# Given problem
Rewrite the lines below so that "shelf-compliance log" becomes "produce audit sheet" wherever it appears, keeping everything else the same. Leave the pictures out of your answer.

# Records of labeled points
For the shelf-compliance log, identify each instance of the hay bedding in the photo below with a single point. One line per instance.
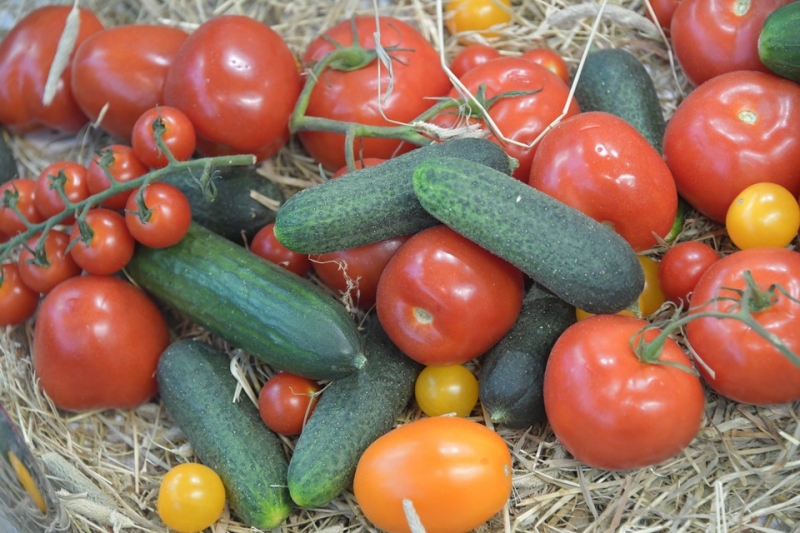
(741, 473)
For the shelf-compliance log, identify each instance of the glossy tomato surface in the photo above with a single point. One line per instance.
(733, 131)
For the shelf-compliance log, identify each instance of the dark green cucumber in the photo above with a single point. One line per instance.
(351, 414)
(614, 81)
(579, 259)
(372, 204)
(779, 41)
(512, 372)
(198, 389)
(279, 317)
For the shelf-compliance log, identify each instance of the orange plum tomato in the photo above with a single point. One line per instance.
(612, 410)
(455, 472)
(733, 359)
(444, 300)
(733, 131)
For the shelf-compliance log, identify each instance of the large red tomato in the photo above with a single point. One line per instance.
(108, 71)
(599, 164)
(733, 359)
(365, 97)
(733, 131)
(96, 344)
(237, 81)
(26, 54)
(444, 300)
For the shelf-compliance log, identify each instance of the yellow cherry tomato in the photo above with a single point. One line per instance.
(763, 214)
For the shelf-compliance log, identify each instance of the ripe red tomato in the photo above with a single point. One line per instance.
(733, 131)
(519, 118)
(97, 343)
(611, 410)
(732, 358)
(599, 164)
(352, 96)
(108, 71)
(286, 401)
(237, 81)
(712, 37)
(456, 473)
(26, 54)
(444, 300)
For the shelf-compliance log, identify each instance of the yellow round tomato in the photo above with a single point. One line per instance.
(442, 390)
(763, 214)
(191, 498)
(455, 472)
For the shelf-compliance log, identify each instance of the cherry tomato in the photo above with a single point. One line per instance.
(178, 135)
(444, 300)
(733, 131)
(682, 266)
(441, 390)
(110, 244)
(286, 401)
(732, 358)
(97, 343)
(121, 81)
(238, 97)
(599, 164)
(164, 218)
(352, 96)
(191, 498)
(764, 214)
(612, 410)
(456, 473)
(712, 37)
(18, 302)
(26, 54)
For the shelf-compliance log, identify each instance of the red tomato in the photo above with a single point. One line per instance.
(733, 131)
(612, 410)
(732, 358)
(286, 401)
(108, 71)
(352, 96)
(97, 343)
(26, 54)
(456, 473)
(712, 37)
(444, 300)
(519, 118)
(237, 81)
(599, 164)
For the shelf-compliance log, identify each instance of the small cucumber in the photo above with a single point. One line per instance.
(512, 372)
(197, 389)
(372, 204)
(579, 259)
(279, 317)
(352, 412)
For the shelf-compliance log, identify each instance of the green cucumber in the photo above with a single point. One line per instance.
(779, 41)
(279, 317)
(614, 81)
(512, 372)
(374, 203)
(579, 259)
(198, 390)
(352, 412)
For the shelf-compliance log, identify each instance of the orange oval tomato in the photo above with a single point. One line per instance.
(455, 472)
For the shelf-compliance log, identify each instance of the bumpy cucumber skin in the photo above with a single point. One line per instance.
(374, 203)
(580, 260)
(351, 414)
(614, 81)
(511, 384)
(197, 389)
(279, 317)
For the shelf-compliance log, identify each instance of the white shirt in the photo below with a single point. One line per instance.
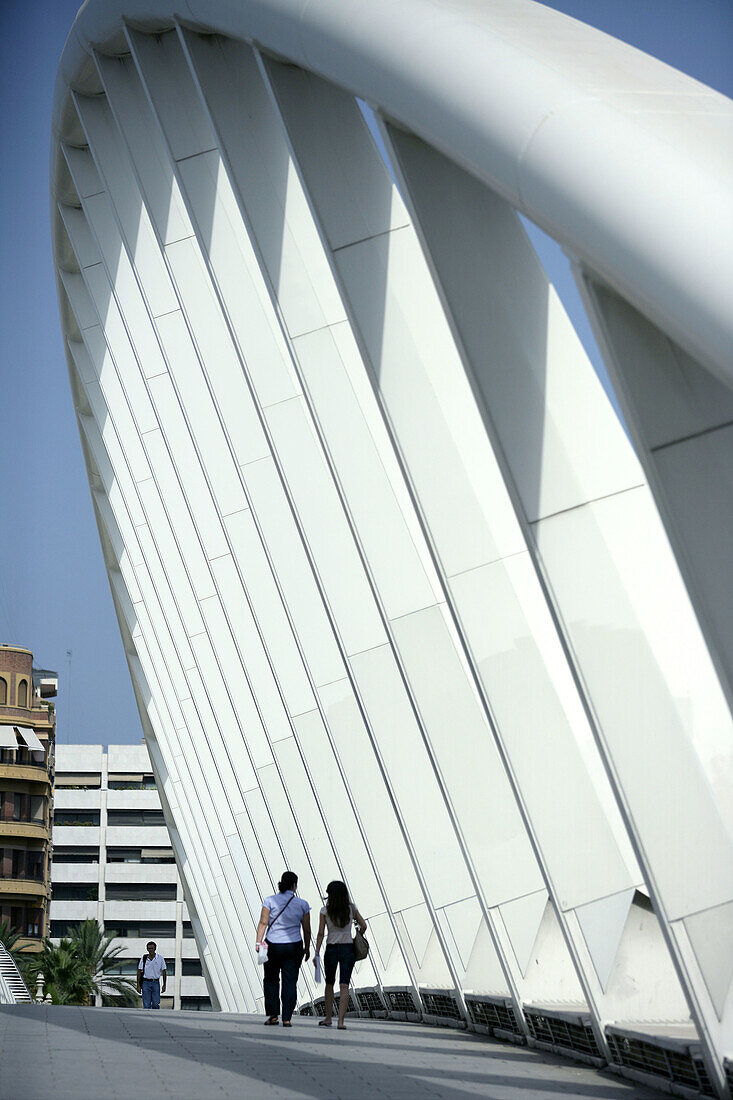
(154, 966)
(336, 935)
(286, 928)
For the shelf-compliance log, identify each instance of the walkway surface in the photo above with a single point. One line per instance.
(56, 1053)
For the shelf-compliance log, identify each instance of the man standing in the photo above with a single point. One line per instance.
(150, 969)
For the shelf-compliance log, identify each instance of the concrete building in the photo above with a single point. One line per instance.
(402, 601)
(28, 724)
(112, 861)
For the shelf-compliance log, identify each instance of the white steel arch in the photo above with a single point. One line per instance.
(395, 595)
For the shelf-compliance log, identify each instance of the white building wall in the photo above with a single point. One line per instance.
(76, 763)
(396, 597)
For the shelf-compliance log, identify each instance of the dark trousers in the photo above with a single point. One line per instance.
(287, 958)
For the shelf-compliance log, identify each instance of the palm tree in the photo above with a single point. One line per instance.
(66, 976)
(100, 959)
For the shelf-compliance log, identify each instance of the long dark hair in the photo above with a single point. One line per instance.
(338, 905)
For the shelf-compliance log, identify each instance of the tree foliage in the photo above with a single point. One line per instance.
(77, 968)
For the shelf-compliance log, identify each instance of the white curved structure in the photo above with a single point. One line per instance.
(396, 598)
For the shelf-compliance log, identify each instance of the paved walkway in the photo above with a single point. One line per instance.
(55, 1053)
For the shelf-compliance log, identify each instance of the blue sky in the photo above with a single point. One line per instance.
(54, 595)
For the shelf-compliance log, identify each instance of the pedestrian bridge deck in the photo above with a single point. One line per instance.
(66, 1053)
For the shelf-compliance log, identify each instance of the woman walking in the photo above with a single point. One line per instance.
(337, 916)
(282, 919)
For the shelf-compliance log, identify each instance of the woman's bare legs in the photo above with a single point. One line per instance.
(343, 1003)
(329, 1002)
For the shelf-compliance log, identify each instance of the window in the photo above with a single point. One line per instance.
(62, 928)
(78, 781)
(81, 854)
(196, 1003)
(151, 930)
(131, 783)
(76, 817)
(141, 891)
(133, 817)
(140, 856)
(75, 891)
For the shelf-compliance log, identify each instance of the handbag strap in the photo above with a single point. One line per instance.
(279, 915)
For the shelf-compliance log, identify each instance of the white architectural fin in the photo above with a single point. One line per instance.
(711, 935)
(522, 919)
(602, 924)
(419, 926)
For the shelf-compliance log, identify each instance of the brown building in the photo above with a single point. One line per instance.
(26, 770)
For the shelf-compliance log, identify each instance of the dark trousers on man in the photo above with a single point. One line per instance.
(287, 959)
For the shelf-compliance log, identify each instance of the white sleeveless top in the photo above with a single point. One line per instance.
(335, 934)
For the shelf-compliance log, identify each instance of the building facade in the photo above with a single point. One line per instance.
(28, 724)
(401, 601)
(112, 861)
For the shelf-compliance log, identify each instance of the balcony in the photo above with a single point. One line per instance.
(35, 831)
(22, 887)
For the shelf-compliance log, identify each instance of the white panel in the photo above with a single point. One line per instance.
(128, 293)
(84, 173)
(151, 163)
(259, 671)
(238, 700)
(382, 528)
(78, 296)
(170, 85)
(711, 935)
(411, 773)
(123, 193)
(522, 919)
(465, 749)
(80, 237)
(217, 352)
(697, 480)
(527, 696)
(463, 922)
(349, 843)
(179, 517)
(419, 928)
(608, 565)
(418, 374)
(283, 541)
(325, 527)
(360, 207)
(371, 798)
(204, 421)
(266, 183)
(267, 611)
(602, 925)
(558, 432)
(241, 284)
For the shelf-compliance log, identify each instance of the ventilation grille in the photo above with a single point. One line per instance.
(576, 1035)
(401, 1000)
(441, 1004)
(679, 1066)
(370, 1000)
(496, 1014)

# Solution below
For the produce audit sheet, identify each instance of the hay bedding in the photo below with a single point. One line per instance.
(741, 473)
For the produce audit sheet, identify each instance of the glossy tomato surface in the photo above with a single point. One line per instance.
(733, 131)
For the produce audit sheet, identify each instance of the dark green cucumber in the photo above with a single point. One line per instance.
(351, 414)
(614, 81)
(579, 259)
(372, 204)
(779, 41)
(512, 372)
(198, 389)
(279, 317)
For the produce audit sheet, identify each instance of the orange plum tomato in the photo above with a single point. One line per instance.
(612, 410)
(455, 472)
(733, 359)
(444, 300)
(733, 131)
For the produce audit sheet, identify each instance of the large red tomato in the photo above with a single point. One line per instance.
(108, 71)
(599, 164)
(733, 359)
(365, 97)
(733, 131)
(96, 344)
(237, 81)
(26, 54)
(444, 300)
For the produce audit sheet, identify each instance of the yellow cherry tomato in the photo above with a single point. One line per instance.
(763, 214)
For the produce audit sheet, identify each instance of the ripe red tomato in the photo above with a single point. One line per instance.
(733, 131)
(519, 118)
(97, 343)
(611, 410)
(732, 358)
(599, 164)
(352, 96)
(108, 71)
(286, 401)
(237, 81)
(712, 37)
(456, 473)
(26, 54)
(444, 300)
For the produce audit sheet, identify each instance of the yellow round tomato in the photo above with a single point. One line per instance.
(442, 390)
(763, 214)
(191, 498)
(455, 472)
For the produce audit sheet, identify each instance of the cherry tomato in the photo above with a single point. One line per instance.
(178, 135)
(444, 300)
(733, 131)
(682, 266)
(441, 390)
(110, 244)
(286, 401)
(732, 358)
(97, 343)
(121, 81)
(238, 97)
(599, 164)
(164, 218)
(352, 96)
(191, 498)
(764, 214)
(612, 410)
(456, 473)
(712, 37)
(18, 302)
(26, 54)
For the produce audit sheet, identify each instance of the red tomato in the photo above with a single point. One line per instance.
(733, 131)
(612, 410)
(732, 358)
(286, 401)
(108, 71)
(352, 96)
(97, 343)
(26, 54)
(456, 473)
(712, 37)
(444, 300)
(519, 118)
(237, 81)
(599, 164)
For the produce audit sheet, identify each instance of the small cucumber in the photo above with a single point. One line per instance.
(512, 372)
(197, 389)
(372, 204)
(579, 259)
(279, 317)
(352, 412)
For the produce audit sheet, identify each instance of the green cucumber in the photo above with a single point. One line per instance.
(779, 41)
(279, 317)
(614, 81)
(512, 372)
(374, 203)
(579, 259)
(198, 390)
(352, 412)
For the produce audit sheet, identify each instance of the orange oval tomato in the photo above with a single point. One line per instance.
(455, 472)
For the produce audit sheet, identify each instance of the bumpy cucumber skin in the photo above with a single point. One line per instance.
(374, 203)
(580, 260)
(351, 414)
(614, 81)
(511, 384)
(197, 389)
(279, 317)
For the produce audit sheet, identify each instance of the white shirt in the photo below with a single point. One line per instance.
(154, 966)
(336, 935)
(286, 928)
For the produce audit sheet, identify each instance of the walkway surface in the photo above with a single point. One line per instance.
(56, 1053)
For the produce audit sheet, identify each instance of the man standing in the photo above with a single point. One line per instance.
(150, 969)
For the produce audit sheet, identify each instance of the concrete building in the photo above with a single point. One line per instance.
(402, 601)
(28, 724)
(112, 861)
For the produce audit sheet, identify each instance of the white steel arch in the photo above with a single point. One line per instance.
(395, 595)
For the produce audit sheet, identify each instance of the white building wall in the photo above with a single point. One line per instance.
(76, 763)
(396, 597)
For the produce audit sheet, identify each instance of the dark trousers in the photo above with a single point. One line per instance.
(287, 958)
For the produce audit sheet, identify each instance of the palm tree in the photo above with a single point. One line per instance.
(66, 976)
(100, 959)
For the produce audit sheet, identify each instance of the long dark hair in the photo above with a single point. One line per instance.
(338, 905)
For the produce audit sheet, identify each instance of the tree foliage in the photo above with a single point. One line per instance.
(77, 968)
For the produce audit sheet, identify each instance of the white curved structure in the photo above with a single point. One line per instance.
(396, 598)
For the produce audit sheet, identify each instance of the paved walkway in the photo above with a single point. One line per instance.
(55, 1053)
For the produce audit sheet, identify each instance of the blue sky in the photo above with a single point. One line per instance.
(54, 595)
For the produce audit sheet, identify each instance of the pedestrian bridge deck in the photo above with a single point. One line per instance.
(66, 1053)
For the produce audit sheet, identify each instance of the woman walking in the photo above with a single point. One line per instance.
(337, 916)
(282, 919)
For the produce audit sheet, identify each instance of the woman's bare legs in the photo above with a single point. One line per instance.
(343, 1003)
(329, 1002)
For the produce audit sheet, identify each instance of the window in the photo above with a single point. One line per instance.
(62, 928)
(78, 781)
(81, 854)
(196, 1003)
(151, 930)
(131, 783)
(76, 817)
(141, 891)
(133, 817)
(140, 856)
(75, 891)
For the produce audit sheet, identify each instance of the handbag strap in the photo above with a single point. One line per instance.
(279, 915)
For the produce audit sheet, identify each instance of the white architectural fin in the photo above with a single point. One line per instance.
(711, 935)
(522, 919)
(602, 924)
(419, 926)
For the produce audit sheet, identify each instance of the brown building in the photo above with a single point. One line per instance.
(26, 770)
For the produce audit sheet, identify each instance of the dark trousers on man in the photo above with a single point. One line per instance.
(287, 959)
For the produce audit sheet, identify each instance of the white sleeveless top in the photo above with a single point. One line per instance.
(335, 934)
For the produce audit sheet, identify each instance of the building facade in the photo above with a single point. One line per instance.
(28, 724)
(401, 601)
(112, 861)
For the produce audit sheet, identify each instance of the balcony in the photo above with a single point. One line per instance.
(35, 831)
(22, 887)
For the produce audit sheet, identify each instance of the white panel in the photo above with a single point. One line per instance.
(128, 293)
(84, 173)
(151, 163)
(259, 671)
(238, 700)
(382, 528)
(78, 296)
(170, 85)
(711, 935)
(411, 773)
(123, 193)
(522, 919)
(465, 749)
(80, 237)
(217, 352)
(697, 480)
(527, 696)
(463, 922)
(349, 843)
(179, 517)
(419, 928)
(608, 565)
(418, 374)
(283, 541)
(325, 527)
(360, 207)
(371, 798)
(204, 421)
(266, 183)
(267, 611)
(602, 925)
(558, 432)
(241, 284)
For the produce audit sheet, identify each instance of the ventilation grille in the photo above with a single point. One line per instance.
(576, 1035)
(401, 1000)
(441, 1004)
(679, 1066)
(370, 1000)
(496, 1014)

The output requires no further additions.